## START Data shown

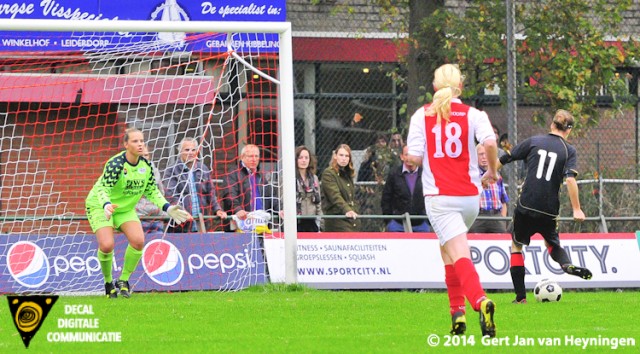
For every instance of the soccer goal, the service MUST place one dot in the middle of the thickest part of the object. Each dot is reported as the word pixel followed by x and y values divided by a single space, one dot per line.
pixel 63 114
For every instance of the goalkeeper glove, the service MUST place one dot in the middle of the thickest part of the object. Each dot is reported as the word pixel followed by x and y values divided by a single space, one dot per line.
pixel 178 214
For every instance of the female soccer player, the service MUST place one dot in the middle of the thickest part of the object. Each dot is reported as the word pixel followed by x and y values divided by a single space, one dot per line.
pixel 549 160
pixel 441 138
pixel 111 206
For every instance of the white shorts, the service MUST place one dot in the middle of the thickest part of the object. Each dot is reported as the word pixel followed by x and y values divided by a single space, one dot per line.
pixel 451 216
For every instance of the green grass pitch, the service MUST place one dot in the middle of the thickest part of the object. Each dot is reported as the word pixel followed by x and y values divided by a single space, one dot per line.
pixel 274 319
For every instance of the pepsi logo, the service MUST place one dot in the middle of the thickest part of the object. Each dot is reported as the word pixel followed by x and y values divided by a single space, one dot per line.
pixel 163 263
pixel 28 264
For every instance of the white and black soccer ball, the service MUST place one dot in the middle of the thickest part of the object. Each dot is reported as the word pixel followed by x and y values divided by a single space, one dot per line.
pixel 547 290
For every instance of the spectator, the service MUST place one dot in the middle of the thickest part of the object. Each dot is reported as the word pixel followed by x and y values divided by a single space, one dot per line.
pixel 396 143
pixel 441 136
pixel 338 192
pixel 307 190
pixel 246 189
pixel 403 194
pixel 189 181
pixel 493 200
pixel 146 208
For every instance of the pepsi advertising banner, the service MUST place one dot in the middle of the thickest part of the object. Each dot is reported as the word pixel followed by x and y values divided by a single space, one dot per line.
pixel 141 10
pixel 68 264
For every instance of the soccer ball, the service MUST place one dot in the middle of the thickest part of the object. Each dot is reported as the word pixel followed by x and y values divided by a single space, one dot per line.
pixel 547 290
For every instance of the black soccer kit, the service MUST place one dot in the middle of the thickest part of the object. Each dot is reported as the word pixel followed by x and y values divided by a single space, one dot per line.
pixel 549 159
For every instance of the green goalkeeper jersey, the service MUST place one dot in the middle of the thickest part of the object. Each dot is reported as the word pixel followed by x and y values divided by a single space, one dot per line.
pixel 123 184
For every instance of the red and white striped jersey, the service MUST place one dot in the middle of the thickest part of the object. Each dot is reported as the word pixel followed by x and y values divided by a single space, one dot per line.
pixel 448 149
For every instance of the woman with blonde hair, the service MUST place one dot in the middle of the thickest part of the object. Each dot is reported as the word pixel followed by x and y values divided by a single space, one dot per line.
pixel 338 192
pixel 442 138
pixel 307 190
pixel 111 204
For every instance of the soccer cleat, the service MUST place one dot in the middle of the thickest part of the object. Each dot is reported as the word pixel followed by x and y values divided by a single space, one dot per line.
pixel 487 325
pixel 583 273
pixel 110 290
pixel 458 323
pixel 123 286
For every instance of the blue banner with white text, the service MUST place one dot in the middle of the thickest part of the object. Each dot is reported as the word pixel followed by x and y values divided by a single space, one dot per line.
pixel 175 262
pixel 142 10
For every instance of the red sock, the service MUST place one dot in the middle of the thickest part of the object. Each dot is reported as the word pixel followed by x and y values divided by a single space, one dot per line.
pixel 470 282
pixel 454 290
pixel 517 259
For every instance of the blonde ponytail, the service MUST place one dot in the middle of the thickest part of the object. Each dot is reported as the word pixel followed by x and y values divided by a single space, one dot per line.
pixel 447 81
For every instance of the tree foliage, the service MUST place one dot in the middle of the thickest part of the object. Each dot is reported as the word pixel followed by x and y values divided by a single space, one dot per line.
pixel 569 52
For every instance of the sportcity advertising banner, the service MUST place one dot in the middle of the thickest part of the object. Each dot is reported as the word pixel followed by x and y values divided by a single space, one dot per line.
pixel 405 260
pixel 175 262
pixel 152 10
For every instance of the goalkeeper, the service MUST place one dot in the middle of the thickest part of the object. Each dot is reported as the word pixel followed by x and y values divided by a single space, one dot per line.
pixel 111 204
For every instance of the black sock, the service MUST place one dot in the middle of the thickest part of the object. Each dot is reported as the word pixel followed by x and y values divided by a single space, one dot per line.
pixel 517 277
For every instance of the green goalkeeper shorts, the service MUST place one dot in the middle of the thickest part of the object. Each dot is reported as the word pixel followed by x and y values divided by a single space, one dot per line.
pixel 97 220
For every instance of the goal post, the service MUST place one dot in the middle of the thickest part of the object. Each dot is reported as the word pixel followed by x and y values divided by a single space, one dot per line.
pixel 65 209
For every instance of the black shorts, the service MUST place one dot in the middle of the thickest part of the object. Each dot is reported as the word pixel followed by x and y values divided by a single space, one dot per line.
pixel 526 224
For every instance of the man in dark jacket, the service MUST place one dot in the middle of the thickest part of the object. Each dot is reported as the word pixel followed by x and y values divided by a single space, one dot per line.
pixel 403 194
pixel 189 183
pixel 246 190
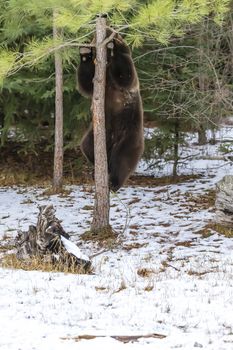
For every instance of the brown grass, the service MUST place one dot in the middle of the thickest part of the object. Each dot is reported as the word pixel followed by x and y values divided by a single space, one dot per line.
pixel 39 264
pixel 207 231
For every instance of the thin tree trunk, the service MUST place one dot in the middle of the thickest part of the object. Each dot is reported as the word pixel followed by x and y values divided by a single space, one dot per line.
pixel 58 151
pixel 101 207
pixel 176 149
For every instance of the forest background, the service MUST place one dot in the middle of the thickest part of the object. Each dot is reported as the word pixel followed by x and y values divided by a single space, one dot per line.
pixel 184 68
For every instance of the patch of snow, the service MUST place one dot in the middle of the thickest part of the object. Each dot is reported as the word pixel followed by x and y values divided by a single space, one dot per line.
pixel 73 249
pixel 185 294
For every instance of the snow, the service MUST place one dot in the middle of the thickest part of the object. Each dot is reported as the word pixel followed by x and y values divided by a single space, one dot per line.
pixel 73 249
pixel 187 295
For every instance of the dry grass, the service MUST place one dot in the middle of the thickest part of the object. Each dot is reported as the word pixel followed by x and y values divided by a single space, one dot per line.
pixel 39 264
pixel 106 234
pixel 209 229
pixel 204 201
pixel 145 272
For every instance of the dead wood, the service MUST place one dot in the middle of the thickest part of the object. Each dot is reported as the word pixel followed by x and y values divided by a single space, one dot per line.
pixel 122 338
pixel 49 241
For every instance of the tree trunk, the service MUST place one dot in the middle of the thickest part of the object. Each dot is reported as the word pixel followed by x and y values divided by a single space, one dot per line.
pixel 176 149
pixel 101 207
pixel 202 138
pixel 58 150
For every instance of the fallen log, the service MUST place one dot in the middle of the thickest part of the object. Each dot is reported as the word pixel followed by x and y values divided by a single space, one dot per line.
pixel 121 338
pixel 50 242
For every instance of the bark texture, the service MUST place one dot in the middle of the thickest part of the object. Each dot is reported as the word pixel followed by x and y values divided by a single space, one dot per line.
pixel 101 207
pixel 224 201
pixel 58 150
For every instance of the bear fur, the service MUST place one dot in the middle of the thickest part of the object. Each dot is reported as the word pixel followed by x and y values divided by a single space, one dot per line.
pixel 123 109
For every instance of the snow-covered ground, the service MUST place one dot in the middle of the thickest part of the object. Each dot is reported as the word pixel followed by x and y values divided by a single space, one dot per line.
pixel 163 277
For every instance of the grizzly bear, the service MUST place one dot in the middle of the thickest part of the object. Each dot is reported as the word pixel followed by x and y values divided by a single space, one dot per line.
pixel 123 109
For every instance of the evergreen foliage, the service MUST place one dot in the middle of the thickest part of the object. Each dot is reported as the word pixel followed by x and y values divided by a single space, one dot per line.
pixel 169 55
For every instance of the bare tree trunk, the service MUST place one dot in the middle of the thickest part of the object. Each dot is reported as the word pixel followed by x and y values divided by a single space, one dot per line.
pixel 58 151
pixel 176 149
pixel 101 207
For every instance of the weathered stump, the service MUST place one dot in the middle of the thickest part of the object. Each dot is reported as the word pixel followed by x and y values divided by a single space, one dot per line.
pixel 49 241
pixel 224 201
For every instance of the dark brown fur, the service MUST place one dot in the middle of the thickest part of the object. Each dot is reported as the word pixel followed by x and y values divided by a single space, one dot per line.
pixel 123 110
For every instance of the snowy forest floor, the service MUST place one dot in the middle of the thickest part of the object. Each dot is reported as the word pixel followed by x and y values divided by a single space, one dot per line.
pixel 168 277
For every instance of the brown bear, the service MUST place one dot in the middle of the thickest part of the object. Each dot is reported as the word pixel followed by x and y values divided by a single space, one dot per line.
pixel 123 109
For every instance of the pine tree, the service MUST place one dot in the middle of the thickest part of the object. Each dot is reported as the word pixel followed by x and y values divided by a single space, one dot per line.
pixel 159 20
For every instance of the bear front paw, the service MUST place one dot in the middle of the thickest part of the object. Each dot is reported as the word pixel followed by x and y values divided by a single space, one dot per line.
pixel 85 50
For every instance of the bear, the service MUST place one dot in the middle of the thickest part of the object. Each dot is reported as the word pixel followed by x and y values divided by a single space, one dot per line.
pixel 123 109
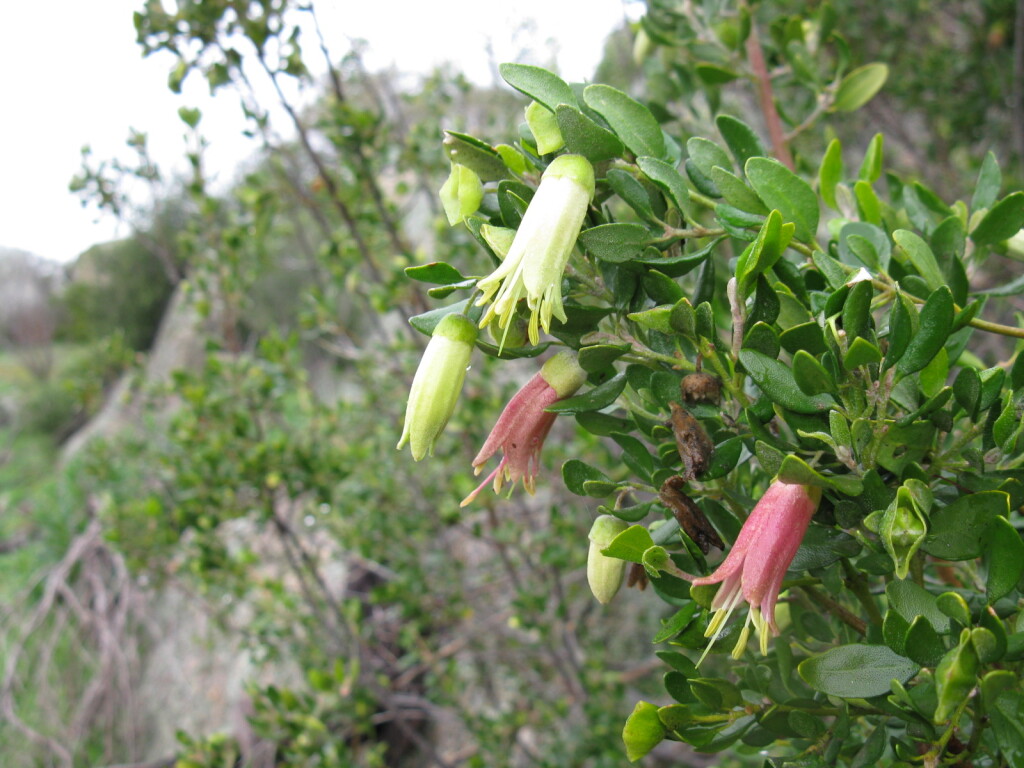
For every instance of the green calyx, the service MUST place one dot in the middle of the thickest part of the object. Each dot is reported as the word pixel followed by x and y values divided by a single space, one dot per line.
pixel 457 327
pixel 573 167
pixel 563 374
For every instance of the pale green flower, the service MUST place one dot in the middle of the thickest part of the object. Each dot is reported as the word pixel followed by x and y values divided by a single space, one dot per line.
pixel 437 383
pixel 532 269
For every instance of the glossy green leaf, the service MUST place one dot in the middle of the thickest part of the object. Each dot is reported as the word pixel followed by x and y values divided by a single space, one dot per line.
pixel 576 473
pixel 615 243
pixel 742 141
pixel 910 247
pixel 859 87
pixel 706 155
pixel 539 84
pixel 736 193
pixel 989 180
pixel 668 179
pixel 1005 557
pixel 957 531
pixel 630 545
pixel 1004 220
pixel 643 731
pixel 631 121
pixel 909 600
pixel 861 352
pixel 782 189
pixel 830 173
pixel 593 399
pixel 935 323
pixel 598 356
pixel 584 136
pixel 776 381
pixel 436 272
pixel 870 167
pixel 856 671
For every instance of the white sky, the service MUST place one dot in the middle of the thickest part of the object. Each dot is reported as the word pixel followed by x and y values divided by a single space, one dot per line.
pixel 71 74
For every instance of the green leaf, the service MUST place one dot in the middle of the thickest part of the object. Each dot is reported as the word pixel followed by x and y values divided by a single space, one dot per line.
pixel 713 75
pixel 1005 555
pixel 796 470
pixel 436 272
pixel 475 155
pixel 584 136
pixel 989 181
pixel 781 188
pixel 762 254
pixel 920 254
pixel 742 141
pixel 576 473
pixel 958 530
pixel 427 322
pixel 593 399
pixel 668 179
pixel 857 88
pixel 539 84
pixel 777 382
pixel 631 544
pixel 870 167
pixel 615 243
pixel 936 321
pixel 910 601
pixel 736 193
pixel 706 155
pixel 632 192
pixel 861 352
pixel 598 356
pixel 1003 221
pixel 631 121
pixel 830 173
pixel 856 671
pixel 923 643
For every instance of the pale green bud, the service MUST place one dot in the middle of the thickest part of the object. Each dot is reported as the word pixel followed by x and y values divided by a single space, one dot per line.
pixel 544 125
pixel 604 574
pixel 462 194
pixel 532 269
pixel 563 374
pixel 437 383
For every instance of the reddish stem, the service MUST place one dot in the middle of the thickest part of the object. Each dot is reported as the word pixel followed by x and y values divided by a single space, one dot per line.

## END Data shown

Exercise directions
Copy the lines of the items word for word, from the start of the items through the line containing "pixel 178 214", including that line. Leave out the pictures.

Task response
For every instance of the soccer goal, the service MUST place one dot in the middle of the thickest part of the object. Each dot is reported as the word pixel followed by x and y values divided by a single space, one dot per line.
pixel 63 114
For every instance of the goalkeeper glove, the service MUST place one dot in the middle of the thickest part of the object. Each dot is reported as the word pixel followed by x and y values divided by a single space, one dot per line.
pixel 178 214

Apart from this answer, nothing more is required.